> [ASSIGNMENT] Once you find the line containing "indicate the cheerleader's", please retype it and every line after it to the end of the entries, exactly and with nothing added.

── AVAILABLE DATA ──

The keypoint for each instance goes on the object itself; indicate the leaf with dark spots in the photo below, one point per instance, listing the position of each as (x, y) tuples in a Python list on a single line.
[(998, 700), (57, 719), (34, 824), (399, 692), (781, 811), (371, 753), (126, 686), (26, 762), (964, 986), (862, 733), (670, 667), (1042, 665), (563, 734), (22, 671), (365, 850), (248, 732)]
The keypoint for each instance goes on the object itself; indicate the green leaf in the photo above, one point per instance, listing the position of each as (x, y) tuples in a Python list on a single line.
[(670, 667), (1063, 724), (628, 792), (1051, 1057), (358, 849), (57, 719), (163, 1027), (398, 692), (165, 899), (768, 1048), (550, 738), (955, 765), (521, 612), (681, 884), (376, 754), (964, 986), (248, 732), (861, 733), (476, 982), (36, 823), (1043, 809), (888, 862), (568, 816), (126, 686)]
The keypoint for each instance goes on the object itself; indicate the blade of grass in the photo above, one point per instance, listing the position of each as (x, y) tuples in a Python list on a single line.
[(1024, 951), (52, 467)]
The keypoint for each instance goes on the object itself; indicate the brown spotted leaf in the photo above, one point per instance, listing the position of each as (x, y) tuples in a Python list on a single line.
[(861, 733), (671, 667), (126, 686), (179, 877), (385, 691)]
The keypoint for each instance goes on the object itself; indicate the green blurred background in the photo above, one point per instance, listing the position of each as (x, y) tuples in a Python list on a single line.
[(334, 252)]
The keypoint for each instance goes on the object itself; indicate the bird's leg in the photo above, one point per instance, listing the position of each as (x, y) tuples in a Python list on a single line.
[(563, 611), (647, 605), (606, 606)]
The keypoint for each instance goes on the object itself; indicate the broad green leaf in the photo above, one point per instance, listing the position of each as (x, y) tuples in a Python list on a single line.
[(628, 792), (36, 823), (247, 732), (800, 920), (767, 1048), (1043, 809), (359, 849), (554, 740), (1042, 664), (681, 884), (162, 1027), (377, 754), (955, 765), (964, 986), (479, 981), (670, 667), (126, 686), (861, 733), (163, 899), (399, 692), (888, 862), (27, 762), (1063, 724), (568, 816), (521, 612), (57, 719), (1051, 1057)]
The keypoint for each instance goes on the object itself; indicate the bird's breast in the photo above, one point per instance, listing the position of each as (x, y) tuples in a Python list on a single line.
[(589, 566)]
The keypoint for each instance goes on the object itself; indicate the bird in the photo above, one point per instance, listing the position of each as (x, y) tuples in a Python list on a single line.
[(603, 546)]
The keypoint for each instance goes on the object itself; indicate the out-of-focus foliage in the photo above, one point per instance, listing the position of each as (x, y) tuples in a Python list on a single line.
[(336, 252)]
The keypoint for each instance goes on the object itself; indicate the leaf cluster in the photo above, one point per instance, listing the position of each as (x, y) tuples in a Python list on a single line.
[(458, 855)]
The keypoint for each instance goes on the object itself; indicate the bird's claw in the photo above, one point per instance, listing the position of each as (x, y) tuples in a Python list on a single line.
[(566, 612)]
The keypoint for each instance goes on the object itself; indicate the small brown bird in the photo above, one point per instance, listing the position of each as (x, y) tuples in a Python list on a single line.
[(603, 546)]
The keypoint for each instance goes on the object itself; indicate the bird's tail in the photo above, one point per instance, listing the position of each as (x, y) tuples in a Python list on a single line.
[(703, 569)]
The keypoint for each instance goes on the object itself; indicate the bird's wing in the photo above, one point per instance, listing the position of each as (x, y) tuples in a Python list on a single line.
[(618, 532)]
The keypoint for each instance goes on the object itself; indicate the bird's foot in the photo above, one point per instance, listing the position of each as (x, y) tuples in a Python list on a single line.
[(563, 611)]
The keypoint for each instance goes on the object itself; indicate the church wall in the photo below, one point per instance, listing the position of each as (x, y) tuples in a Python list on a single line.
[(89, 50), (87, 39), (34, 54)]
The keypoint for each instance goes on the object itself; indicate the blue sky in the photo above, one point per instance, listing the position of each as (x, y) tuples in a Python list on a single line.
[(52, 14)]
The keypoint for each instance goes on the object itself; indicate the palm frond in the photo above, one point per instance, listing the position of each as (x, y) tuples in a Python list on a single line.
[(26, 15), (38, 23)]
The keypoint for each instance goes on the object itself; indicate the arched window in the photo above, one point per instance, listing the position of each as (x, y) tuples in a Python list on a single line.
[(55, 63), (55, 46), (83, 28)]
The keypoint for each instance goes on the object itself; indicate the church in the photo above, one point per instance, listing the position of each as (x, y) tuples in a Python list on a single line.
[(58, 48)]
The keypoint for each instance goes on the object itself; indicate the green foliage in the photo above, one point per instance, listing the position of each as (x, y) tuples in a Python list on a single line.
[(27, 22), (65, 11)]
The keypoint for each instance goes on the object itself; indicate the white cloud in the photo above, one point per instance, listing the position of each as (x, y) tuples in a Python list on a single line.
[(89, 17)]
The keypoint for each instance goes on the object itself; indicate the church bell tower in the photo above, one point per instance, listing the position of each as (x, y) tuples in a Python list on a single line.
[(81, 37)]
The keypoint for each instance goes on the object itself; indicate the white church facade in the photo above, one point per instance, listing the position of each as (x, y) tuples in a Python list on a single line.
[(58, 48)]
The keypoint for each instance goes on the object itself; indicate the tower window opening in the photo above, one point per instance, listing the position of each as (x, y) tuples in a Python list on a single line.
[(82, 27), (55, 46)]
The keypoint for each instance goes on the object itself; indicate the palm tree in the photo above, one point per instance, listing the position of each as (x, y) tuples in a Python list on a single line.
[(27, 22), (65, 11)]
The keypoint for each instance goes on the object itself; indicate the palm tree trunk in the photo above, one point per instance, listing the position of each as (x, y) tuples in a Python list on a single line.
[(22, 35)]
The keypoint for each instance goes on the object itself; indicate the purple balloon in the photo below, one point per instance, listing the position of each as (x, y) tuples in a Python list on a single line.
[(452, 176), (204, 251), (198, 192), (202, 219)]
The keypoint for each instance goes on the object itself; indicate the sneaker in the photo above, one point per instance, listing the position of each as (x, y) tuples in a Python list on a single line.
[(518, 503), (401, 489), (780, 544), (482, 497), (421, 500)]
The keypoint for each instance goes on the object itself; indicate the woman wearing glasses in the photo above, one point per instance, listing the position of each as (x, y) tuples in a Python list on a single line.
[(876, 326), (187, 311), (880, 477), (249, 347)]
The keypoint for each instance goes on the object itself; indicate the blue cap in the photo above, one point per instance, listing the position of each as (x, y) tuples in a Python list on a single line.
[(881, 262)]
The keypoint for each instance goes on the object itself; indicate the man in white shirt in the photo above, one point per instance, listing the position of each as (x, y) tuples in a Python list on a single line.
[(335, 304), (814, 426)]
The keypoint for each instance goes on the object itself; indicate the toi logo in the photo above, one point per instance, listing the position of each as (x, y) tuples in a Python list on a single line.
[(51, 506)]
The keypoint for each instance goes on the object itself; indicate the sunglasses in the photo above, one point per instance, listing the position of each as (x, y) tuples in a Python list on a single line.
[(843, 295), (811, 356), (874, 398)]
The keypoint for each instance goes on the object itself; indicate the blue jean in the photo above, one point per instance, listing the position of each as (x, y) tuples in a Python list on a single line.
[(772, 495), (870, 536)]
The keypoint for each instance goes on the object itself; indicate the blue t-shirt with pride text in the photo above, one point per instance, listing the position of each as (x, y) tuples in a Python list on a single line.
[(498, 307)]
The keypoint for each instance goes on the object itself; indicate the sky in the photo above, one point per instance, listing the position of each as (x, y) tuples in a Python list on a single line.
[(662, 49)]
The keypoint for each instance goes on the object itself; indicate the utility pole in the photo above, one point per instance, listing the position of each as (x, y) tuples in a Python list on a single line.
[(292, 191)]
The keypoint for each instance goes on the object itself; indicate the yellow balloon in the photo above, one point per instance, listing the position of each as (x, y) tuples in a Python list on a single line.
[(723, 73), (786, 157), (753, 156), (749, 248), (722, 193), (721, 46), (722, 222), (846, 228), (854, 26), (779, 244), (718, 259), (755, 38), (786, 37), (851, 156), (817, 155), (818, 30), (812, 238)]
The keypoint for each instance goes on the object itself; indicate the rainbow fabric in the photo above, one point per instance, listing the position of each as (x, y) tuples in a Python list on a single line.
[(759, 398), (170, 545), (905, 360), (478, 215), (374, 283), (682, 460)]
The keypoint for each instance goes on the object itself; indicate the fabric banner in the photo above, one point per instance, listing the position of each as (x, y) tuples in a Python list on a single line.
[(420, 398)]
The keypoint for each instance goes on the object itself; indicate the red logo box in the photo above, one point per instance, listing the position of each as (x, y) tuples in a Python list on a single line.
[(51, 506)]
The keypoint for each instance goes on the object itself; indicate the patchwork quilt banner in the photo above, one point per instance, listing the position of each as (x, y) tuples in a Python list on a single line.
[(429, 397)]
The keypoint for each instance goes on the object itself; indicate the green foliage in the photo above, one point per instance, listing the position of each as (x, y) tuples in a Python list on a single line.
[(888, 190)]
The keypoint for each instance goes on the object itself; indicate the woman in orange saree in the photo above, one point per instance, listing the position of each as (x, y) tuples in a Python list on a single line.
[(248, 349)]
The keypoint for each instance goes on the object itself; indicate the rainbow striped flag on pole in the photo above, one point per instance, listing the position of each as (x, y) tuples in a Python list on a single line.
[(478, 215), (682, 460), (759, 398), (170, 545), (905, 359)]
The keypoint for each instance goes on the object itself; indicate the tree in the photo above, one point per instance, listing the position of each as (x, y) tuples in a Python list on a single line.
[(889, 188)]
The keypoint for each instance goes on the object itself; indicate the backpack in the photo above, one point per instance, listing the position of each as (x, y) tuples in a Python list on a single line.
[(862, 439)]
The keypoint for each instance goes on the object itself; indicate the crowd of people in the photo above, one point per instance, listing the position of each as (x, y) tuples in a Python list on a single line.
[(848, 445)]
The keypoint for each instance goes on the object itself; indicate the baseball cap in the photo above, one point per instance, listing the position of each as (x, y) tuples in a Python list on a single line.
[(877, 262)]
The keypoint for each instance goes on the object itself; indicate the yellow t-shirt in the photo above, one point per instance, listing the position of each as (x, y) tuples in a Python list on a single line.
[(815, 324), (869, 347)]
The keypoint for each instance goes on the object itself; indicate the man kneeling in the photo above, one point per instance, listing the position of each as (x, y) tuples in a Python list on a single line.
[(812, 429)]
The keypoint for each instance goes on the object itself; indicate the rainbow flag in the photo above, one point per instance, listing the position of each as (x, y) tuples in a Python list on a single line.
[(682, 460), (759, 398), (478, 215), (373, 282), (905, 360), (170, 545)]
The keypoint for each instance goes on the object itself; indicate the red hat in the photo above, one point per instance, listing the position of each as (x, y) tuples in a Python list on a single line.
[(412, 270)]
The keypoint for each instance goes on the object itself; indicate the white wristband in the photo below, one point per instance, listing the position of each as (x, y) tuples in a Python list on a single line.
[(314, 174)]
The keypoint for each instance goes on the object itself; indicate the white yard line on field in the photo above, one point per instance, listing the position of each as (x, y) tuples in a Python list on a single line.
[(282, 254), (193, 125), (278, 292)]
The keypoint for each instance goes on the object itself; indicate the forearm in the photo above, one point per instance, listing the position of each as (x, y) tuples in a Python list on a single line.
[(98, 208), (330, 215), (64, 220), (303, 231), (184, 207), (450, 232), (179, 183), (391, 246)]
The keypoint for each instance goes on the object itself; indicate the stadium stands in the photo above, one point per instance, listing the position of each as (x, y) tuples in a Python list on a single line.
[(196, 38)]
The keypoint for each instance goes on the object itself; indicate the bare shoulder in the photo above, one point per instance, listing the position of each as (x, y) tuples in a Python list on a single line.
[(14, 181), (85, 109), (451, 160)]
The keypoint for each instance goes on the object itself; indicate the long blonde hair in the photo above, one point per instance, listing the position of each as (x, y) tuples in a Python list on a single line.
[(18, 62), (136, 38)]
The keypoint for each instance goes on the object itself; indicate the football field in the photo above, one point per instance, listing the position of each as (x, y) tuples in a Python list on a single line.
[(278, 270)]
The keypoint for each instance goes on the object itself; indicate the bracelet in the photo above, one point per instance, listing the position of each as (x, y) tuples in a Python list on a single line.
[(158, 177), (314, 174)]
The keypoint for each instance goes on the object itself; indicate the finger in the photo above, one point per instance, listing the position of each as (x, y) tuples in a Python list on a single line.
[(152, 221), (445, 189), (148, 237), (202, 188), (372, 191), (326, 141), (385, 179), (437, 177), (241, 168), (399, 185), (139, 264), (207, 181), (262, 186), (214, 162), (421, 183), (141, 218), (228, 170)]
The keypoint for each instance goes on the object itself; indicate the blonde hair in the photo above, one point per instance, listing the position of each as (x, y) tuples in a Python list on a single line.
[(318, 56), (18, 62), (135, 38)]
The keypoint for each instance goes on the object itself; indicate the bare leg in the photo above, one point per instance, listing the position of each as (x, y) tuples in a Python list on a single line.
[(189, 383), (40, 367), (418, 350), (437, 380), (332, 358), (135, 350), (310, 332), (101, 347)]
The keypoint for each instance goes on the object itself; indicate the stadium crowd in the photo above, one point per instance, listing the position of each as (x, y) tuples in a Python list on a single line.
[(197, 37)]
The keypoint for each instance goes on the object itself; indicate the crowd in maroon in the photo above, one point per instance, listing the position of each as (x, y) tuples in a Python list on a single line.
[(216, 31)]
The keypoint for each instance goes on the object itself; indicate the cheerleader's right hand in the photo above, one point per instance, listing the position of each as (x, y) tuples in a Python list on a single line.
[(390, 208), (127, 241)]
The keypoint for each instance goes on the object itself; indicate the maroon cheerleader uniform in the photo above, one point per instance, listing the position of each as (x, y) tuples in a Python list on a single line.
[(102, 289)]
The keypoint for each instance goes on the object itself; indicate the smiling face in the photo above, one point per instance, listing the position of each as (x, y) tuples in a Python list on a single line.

───

> [RESULT]
The keypoint for each instance goes on the object itself; indicate the cheerleader's right hand in the photo above, one point per instance, listing the position of each as (x, y) tuples in a Python list on a single line.
[(390, 208), (127, 241)]
The keypoint for each instance goes on the object itself; indicate the maroon cheerleader uniform in the photo above, one point per instance, listing the position of each as (x, y) tuples in a Python list on a single line.
[(102, 289)]
The keypoint for each instance goes on the object itself; indicate the smiling face in the photo above, one point per instance, listing the position of each as (x, y) tuples in a Python list on a single line.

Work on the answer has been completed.